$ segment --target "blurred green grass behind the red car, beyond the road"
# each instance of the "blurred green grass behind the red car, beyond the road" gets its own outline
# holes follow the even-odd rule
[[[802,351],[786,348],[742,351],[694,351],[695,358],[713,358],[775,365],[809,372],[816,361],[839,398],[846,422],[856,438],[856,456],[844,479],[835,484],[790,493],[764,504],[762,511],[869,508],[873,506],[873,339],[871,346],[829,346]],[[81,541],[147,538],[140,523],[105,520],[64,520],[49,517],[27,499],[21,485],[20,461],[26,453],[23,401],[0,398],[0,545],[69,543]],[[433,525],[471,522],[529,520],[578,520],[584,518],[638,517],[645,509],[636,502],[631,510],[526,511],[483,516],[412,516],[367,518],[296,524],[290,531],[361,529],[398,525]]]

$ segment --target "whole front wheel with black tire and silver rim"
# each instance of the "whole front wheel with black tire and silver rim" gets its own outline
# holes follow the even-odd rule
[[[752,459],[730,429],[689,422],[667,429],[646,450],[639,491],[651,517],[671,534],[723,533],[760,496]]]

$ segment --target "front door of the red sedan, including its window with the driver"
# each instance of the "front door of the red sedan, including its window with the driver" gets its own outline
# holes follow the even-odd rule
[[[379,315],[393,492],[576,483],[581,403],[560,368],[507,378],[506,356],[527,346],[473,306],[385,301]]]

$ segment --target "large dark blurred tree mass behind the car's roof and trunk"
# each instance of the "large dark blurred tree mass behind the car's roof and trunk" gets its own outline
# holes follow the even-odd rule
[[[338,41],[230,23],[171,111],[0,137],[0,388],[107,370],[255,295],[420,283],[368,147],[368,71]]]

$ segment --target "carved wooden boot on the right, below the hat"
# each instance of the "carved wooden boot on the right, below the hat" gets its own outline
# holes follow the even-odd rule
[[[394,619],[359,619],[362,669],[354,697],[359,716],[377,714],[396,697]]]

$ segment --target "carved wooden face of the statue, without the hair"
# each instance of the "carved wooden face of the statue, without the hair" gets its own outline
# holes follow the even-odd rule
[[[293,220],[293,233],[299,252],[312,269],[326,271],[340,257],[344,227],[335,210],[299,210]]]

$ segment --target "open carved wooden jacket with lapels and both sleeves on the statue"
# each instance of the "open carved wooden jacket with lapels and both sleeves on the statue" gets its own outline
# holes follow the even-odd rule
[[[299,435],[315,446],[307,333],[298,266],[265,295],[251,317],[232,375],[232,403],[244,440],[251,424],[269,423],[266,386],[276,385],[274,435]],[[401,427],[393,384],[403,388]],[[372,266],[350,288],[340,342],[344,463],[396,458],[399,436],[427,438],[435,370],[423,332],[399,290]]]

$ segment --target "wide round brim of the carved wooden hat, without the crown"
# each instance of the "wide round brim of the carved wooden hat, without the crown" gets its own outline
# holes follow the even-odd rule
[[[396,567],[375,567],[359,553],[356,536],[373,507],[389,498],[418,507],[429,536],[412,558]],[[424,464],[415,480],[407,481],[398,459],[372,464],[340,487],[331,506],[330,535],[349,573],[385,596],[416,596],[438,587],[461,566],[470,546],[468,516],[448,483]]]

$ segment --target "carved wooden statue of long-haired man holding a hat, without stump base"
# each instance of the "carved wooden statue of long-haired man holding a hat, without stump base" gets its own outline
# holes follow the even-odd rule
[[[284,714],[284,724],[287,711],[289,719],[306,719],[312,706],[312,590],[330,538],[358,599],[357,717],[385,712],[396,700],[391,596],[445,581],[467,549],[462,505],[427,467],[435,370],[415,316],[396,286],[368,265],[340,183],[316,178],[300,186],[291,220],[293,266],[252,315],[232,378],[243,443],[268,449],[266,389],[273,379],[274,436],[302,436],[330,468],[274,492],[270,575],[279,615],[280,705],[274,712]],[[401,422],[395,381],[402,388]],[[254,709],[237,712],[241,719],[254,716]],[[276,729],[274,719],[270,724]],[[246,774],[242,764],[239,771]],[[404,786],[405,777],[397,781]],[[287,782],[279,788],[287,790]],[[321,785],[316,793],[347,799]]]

● PROBLEM TO SOLVE: Check each line above for the word "black", and copy the lines where it appears.

● TASK OUTPUT:
$ segment --target "whole front wheel with black tire and silver rim"
# each instance of the "whole front wheel with black tire and silver rim" gets its own outline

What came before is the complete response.